┌─ Excerpt provided

Professor Duncan Brown receives NSF grant to help establish astrophysics network

Physicists in Syracuse University’s College of Arts and Sciences have received a major federal grant to create the tools needed to understand the collisions of black holes and neutron stars. The project is part of a national multiinstitutional initiative called the Theoretical and Computational Astrophysics Network (TCAN), targeting fundamental issues in theoretical and computational astrophysics.

Duncan Brown

Duncan Brown

Associate Professor Duncan Brown, along with physicists from Cornell University, the California Institute of Technology and the University of Washington, have received a three-year $1.5 million grant from the National Science Foundation (NSF) to establish a TCAN network.

In 2015, NSF’s Laser Interferometer Gravitational-Wave Observatory (LIGO) at Caltech will begin studying the gravitational-wave sky. Gravitational waves are produced when black holes and neutron stars collide at very high speeds—speeds so high that Einstein’s theory of relativity comes into play.

└─
┌─ Supplied records

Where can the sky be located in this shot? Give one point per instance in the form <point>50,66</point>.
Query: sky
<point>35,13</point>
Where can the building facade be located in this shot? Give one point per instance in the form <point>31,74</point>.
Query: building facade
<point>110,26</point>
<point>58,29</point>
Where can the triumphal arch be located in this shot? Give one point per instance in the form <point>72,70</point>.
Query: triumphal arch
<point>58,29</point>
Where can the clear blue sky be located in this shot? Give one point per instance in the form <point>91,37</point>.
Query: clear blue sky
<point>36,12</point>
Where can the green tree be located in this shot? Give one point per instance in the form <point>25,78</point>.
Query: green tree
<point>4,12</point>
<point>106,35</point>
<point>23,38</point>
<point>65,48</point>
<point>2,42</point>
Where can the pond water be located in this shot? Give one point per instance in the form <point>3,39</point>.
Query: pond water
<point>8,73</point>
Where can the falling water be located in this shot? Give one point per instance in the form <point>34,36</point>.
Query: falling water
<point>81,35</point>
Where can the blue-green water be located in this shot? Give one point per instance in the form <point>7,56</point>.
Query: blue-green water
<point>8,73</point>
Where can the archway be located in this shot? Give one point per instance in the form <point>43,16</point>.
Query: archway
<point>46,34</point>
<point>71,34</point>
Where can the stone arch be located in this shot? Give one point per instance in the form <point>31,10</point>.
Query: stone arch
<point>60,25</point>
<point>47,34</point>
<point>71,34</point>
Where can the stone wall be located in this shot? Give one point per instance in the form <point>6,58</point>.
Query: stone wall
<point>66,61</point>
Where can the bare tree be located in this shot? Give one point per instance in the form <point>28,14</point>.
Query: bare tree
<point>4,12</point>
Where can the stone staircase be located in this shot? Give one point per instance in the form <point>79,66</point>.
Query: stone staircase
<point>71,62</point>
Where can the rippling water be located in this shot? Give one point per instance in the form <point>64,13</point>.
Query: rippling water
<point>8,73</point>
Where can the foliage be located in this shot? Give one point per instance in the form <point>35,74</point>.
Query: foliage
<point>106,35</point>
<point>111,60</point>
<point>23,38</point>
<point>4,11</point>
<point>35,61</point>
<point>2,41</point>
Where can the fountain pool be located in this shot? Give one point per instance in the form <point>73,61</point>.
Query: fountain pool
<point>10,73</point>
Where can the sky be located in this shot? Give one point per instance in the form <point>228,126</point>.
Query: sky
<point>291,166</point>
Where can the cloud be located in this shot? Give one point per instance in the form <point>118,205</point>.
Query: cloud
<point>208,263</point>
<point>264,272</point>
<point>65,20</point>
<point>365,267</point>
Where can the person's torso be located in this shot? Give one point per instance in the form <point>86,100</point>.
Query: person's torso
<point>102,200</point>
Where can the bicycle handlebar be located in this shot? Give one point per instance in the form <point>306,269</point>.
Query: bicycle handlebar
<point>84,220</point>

└─

* Task to complete *
Answer these questions using the grant announcement:
1. What is the full name of the national initiative the project belongs to?
2. What are the amount and length of the NSF grant?
3. In what year will LIGO begin studying the gravitational-wave sky?

* Written reply *
1. The Theoretical and Computational Astrophysics Network (TCAN)
2. $1.5 million over three years
3. 2015